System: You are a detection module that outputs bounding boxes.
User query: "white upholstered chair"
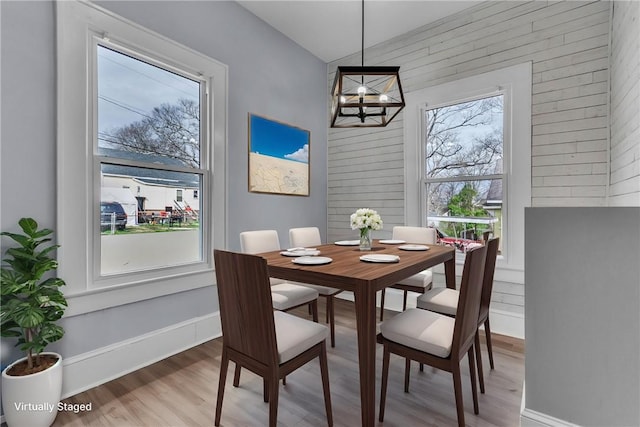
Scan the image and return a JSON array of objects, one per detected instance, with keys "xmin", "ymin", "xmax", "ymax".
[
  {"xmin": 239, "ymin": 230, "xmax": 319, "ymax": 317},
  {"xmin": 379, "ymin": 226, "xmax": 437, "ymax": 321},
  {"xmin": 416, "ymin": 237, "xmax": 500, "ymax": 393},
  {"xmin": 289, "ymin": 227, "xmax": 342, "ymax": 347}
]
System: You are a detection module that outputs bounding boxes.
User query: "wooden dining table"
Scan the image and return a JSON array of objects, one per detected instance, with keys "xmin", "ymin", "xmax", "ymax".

++++++

- **ACTIVITY**
Scan the material above for "User". Copy every line where it appears.

- **ANSWER FOR THE TASK**
User query: "white upholstered chair"
User query: "wooden dining table"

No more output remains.